#### EXERCISE DETAILS:
Copy out the text about the future of PET imaging in full, word for word.

#### PAGE TEXT:
[Start of Attachment]
In the far future, individuals may be able to take a simple—as yet undeveloped—annual blood and/or urine test to screen protein or metabolite levels that could indicate common diseases, said the author of "The 2006 Henry N. Wagner Lecture: Of Mice and Men (and Positrons)—Advances in PET Imaging Technology." Since nearly all diseases alter the body's biochemical processes, "this type of test could allow a doctor to compare a patient's results with those from previous years and flag a beginning disease process," added the director of the UC Davis Center for Molecular and Genomic Imaging.
"Once a change is noted, it will be critical to localize and visualize the disease and monitor how it responds to therapy. This is where PET technology offers powerful opportunities," he said. With PET's molecular imaging ability—the ability to "photograph" biological targets or pathways—doctors will be able to detect molecular changes that could provide valuable information about treating and even preventing the onset of Alzheimer's or other brain disorders, cancers and heart disease. "PET's diagnostic ability in the future will tell us something about the precise molecular makeup of disease in a specific person," added Cherry, who originally presented his technological predictions at this past June's annual meeting of SNM, the largest organization dedicated to the practice, science and technology of molecular imaging and therapy and nuclear medicine.
[End of Attachment]
[Referring expression grounding data]
[Start of Attachment]
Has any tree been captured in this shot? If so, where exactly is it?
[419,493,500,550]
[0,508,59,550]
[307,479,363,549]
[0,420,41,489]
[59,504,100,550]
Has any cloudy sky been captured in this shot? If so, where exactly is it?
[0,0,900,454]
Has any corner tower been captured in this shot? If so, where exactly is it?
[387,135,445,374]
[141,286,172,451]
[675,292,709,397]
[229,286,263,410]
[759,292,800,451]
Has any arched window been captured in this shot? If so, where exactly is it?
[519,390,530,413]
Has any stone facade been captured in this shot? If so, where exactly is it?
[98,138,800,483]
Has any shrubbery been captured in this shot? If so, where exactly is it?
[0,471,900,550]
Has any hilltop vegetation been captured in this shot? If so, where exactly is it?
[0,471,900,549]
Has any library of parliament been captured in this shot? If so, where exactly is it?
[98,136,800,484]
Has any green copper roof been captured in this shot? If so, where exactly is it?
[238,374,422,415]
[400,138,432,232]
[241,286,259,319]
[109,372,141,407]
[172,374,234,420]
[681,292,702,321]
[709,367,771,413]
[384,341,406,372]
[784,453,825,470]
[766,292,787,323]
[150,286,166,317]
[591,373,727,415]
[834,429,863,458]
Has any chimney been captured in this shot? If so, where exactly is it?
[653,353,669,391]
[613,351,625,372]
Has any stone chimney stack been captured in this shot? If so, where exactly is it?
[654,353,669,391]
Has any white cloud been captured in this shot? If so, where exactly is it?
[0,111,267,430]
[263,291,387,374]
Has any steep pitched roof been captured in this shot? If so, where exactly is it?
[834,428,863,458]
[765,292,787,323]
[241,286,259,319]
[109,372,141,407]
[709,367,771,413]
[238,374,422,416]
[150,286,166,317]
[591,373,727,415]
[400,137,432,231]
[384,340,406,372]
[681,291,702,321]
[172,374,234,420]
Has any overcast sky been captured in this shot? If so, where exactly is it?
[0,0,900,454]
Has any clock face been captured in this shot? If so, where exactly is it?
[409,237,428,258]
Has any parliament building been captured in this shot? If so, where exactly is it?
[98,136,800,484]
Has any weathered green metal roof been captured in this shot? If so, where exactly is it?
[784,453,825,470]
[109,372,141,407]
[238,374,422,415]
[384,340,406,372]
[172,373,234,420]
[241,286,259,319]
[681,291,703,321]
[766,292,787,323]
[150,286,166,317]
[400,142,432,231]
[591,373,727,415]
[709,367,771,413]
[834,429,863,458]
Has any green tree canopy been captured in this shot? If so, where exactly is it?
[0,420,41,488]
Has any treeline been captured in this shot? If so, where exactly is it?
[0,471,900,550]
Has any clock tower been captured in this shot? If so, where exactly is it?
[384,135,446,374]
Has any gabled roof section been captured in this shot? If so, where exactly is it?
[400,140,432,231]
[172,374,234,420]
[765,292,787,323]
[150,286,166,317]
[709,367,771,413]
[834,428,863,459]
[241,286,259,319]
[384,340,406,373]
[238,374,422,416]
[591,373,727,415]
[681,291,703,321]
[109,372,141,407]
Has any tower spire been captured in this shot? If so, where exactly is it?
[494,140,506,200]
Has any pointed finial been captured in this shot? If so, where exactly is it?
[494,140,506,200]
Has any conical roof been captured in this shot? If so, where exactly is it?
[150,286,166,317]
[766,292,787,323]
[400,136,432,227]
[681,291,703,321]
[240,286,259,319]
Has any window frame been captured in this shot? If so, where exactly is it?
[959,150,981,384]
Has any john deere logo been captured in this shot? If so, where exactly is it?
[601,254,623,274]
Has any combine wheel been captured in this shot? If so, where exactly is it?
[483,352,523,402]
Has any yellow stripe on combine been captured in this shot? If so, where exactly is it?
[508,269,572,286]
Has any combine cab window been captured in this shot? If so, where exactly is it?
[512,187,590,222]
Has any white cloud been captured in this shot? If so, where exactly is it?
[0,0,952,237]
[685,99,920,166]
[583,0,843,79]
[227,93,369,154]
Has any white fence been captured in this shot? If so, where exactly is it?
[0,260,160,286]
[End of Attachment]
#### COMPLETED TASK:
In the far future, individuals may be able to take a simple—as yet undeveloped—annual blood and/or urine test to screen protein or metabolite levels that could indicate common diseases, said the author of "The 2006 Henry N. Wagner Lecture: Of Mice and Men (and Positrons)—Advances in PET Imaging Technology." Since nearly all diseases alter the body's biochemical processes, "this type of test could allow a doctor to compare a patient's results with those from previous years and flag a beginning disease process," added the director of the UC Davis Center for Molecular and Genomic Imaging.
"Once a change is noted, it will be critical to localize and visualize the disease and monitor how it responds to therapy. This is where PET technology offers powerful opportunities," he said. With PET's molecular imaging ability—the ability to "photograph" biological targets or pathways—doctors will be able to detect molecular changes that could provide valuable information about treating and even preventing the onset of Alzheimer's or other brain disorders, cancers and heart disease. "PET's diagnostic ability in the future will tell us something about the precise molecular makeup of disease in a specific person," added Cherry, who originally presented his technological predictions at this past June's annual meeting of SNM, the largest organization dedicated to the practice, science and technology of molecular imaging and therapy and nuclear medicine.